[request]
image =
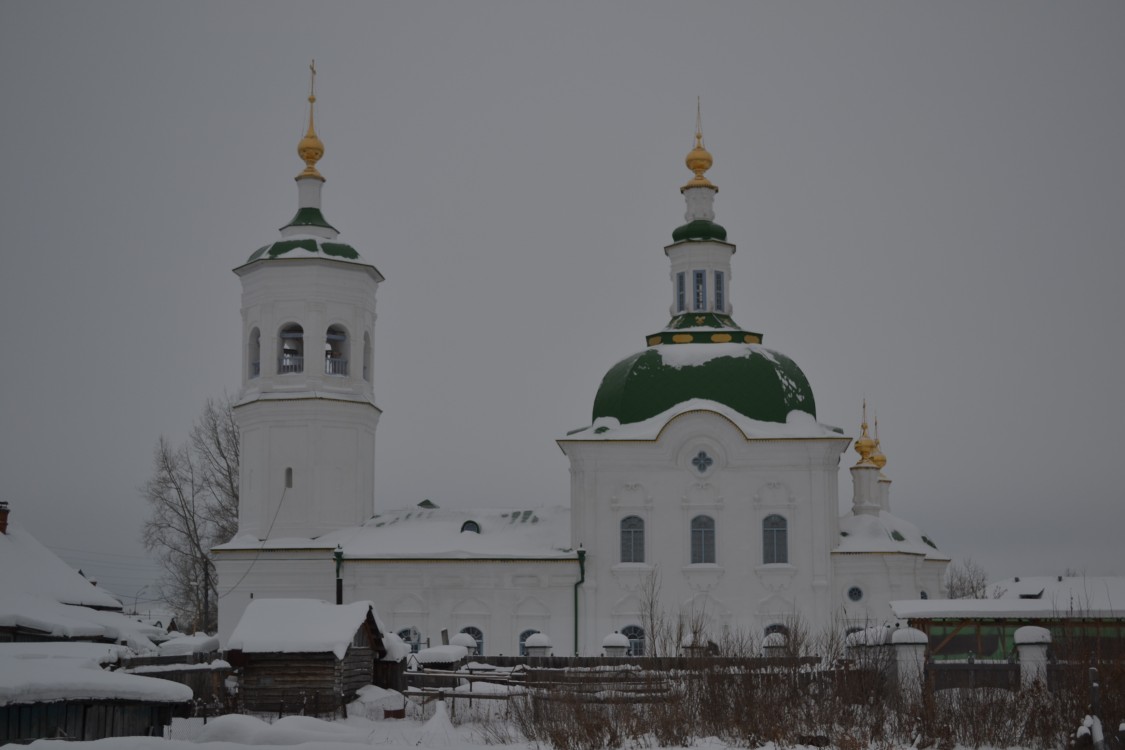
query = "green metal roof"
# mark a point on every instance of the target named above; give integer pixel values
(699, 229)
(308, 244)
(309, 217)
(755, 381)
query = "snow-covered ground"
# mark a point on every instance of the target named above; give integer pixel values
(239, 732)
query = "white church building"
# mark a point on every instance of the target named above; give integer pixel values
(704, 487)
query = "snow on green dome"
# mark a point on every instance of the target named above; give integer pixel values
(755, 381)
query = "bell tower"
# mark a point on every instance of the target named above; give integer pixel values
(306, 410)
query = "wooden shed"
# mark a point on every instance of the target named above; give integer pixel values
(304, 656)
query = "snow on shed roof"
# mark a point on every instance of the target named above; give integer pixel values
(1040, 596)
(23, 610)
(426, 533)
(298, 626)
(884, 533)
(27, 566)
(28, 676)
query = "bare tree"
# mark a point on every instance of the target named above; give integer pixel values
(651, 612)
(194, 505)
(966, 580)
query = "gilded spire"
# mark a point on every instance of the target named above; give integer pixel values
(699, 159)
(878, 457)
(864, 445)
(311, 147)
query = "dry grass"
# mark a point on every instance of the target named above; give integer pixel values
(791, 705)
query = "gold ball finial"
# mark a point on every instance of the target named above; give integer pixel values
(699, 159)
(311, 147)
(864, 445)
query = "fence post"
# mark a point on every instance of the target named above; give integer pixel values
(909, 658)
(1032, 644)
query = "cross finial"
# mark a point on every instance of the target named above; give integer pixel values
(699, 122)
(311, 147)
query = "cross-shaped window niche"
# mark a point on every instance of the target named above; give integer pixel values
(702, 461)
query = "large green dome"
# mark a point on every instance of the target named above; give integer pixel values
(755, 381)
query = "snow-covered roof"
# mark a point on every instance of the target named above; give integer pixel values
(428, 533)
(21, 610)
(799, 424)
(884, 533)
(48, 672)
(185, 644)
(27, 566)
(1042, 597)
(298, 626)
(441, 654)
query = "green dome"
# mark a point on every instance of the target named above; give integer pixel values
(755, 381)
(699, 229)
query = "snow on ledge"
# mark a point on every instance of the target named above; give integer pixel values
(798, 425)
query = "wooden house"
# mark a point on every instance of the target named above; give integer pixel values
(304, 656)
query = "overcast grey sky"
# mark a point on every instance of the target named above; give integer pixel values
(927, 199)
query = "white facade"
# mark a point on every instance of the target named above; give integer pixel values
(701, 511)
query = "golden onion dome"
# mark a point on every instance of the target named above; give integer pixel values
(311, 147)
(699, 161)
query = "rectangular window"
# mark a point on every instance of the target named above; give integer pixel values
(774, 540)
(699, 289)
(702, 540)
(632, 540)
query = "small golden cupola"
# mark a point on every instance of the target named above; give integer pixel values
(311, 147)
(699, 159)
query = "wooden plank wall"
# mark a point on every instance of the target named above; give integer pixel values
(89, 720)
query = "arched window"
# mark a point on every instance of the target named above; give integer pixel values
(367, 357)
(632, 539)
(636, 635)
(776, 627)
(291, 358)
(335, 351)
(702, 540)
(255, 353)
(477, 635)
(412, 638)
(523, 636)
(774, 540)
(699, 290)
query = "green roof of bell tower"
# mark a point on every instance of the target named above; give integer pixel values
(700, 229)
(309, 216)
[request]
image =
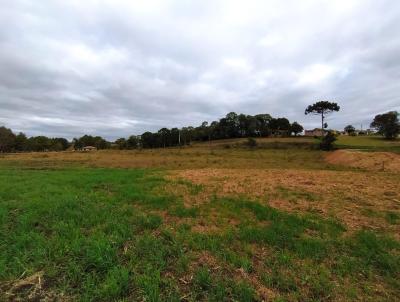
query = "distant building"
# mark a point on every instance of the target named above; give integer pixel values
(89, 148)
(314, 132)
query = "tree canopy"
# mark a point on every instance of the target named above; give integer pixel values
(322, 108)
(387, 124)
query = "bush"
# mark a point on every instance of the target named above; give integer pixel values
(251, 142)
(327, 141)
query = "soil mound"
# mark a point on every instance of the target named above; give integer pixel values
(374, 161)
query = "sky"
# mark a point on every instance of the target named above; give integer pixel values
(116, 68)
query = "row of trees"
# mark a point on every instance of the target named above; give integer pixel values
(231, 126)
(10, 142)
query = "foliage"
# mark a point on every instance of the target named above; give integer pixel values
(9, 142)
(296, 128)
(88, 140)
(251, 142)
(327, 141)
(349, 129)
(322, 108)
(387, 124)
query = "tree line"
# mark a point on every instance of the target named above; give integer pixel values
(233, 125)
(10, 142)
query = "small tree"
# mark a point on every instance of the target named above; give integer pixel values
(327, 141)
(349, 129)
(387, 124)
(322, 108)
(296, 128)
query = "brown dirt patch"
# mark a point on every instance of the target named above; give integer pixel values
(30, 288)
(374, 161)
(343, 194)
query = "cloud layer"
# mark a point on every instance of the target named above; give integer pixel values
(116, 68)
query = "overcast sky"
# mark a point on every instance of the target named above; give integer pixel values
(115, 68)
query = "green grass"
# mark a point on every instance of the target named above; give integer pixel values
(101, 235)
(368, 143)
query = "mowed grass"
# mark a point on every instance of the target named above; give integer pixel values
(368, 143)
(106, 234)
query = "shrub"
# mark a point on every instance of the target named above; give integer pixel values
(327, 141)
(251, 142)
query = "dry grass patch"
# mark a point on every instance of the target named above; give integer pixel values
(349, 196)
(374, 161)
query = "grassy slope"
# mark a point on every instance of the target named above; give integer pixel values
(109, 234)
(372, 143)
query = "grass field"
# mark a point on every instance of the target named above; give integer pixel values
(198, 224)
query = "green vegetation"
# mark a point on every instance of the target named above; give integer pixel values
(368, 143)
(109, 234)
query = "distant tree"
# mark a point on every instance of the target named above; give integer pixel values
(327, 141)
(296, 128)
(21, 142)
(165, 134)
(322, 108)
(263, 125)
(279, 126)
(88, 140)
(132, 142)
(121, 143)
(349, 129)
(387, 124)
(60, 144)
(7, 140)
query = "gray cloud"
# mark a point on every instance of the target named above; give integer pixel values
(116, 68)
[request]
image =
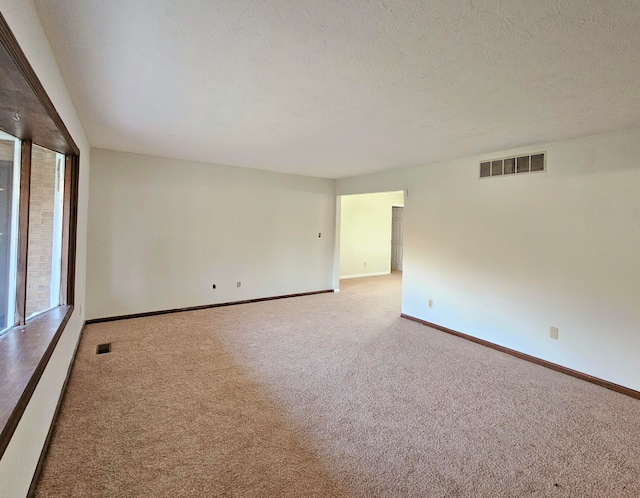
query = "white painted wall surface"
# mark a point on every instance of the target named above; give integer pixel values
(21, 456)
(504, 259)
(365, 233)
(163, 231)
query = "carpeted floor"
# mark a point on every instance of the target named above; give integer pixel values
(329, 395)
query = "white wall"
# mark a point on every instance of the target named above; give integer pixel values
(163, 231)
(504, 259)
(365, 233)
(21, 456)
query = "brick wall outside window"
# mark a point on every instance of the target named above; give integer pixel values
(41, 208)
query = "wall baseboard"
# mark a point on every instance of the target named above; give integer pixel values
(553, 366)
(47, 442)
(362, 275)
(201, 307)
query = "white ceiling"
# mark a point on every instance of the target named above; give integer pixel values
(344, 87)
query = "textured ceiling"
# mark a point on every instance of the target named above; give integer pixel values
(344, 87)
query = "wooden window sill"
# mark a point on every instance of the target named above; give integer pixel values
(24, 354)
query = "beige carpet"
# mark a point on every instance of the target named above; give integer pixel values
(329, 395)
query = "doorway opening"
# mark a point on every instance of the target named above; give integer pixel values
(369, 239)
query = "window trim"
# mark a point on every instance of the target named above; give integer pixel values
(26, 348)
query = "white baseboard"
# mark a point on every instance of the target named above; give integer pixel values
(362, 275)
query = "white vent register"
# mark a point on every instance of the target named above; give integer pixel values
(514, 165)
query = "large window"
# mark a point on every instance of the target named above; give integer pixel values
(45, 230)
(39, 163)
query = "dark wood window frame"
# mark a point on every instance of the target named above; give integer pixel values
(25, 349)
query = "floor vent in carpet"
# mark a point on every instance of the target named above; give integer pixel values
(103, 348)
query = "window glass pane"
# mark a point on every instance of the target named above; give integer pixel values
(9, 196)
(45, 231)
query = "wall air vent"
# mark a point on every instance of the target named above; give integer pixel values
(514, 165)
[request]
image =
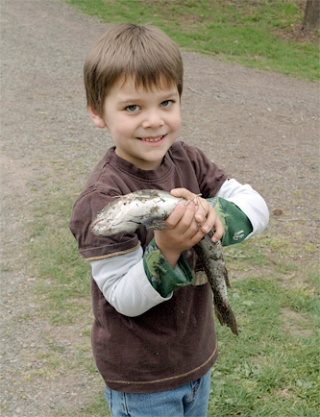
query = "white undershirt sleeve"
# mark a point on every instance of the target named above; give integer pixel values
(249, 201)
(124, 284)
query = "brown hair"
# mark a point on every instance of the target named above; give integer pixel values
(142, 51)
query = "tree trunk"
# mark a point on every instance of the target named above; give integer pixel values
(311, 20)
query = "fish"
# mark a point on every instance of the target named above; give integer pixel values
(151, 208)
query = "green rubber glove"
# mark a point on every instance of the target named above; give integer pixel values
(160, 273)
(236, 224)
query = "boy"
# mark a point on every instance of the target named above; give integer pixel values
(153, 338)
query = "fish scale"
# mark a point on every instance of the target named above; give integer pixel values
(151, 208)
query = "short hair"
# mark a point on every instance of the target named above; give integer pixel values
(144, 52)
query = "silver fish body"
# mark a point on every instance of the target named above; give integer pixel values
(151, 208)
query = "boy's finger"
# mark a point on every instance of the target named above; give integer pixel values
(177, 214)
(218, 231)
(182, 193)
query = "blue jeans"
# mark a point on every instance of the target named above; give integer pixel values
(188, 400)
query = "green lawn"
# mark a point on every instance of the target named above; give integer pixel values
(263, 34)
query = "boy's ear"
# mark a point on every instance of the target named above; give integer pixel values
(96, 118)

------------------------------------------------------------------------

Pick out every line of the records that contains the word "ceiling", matching case exactly, and copy each one.

query = "white ceiling"
query = "textured ceiling"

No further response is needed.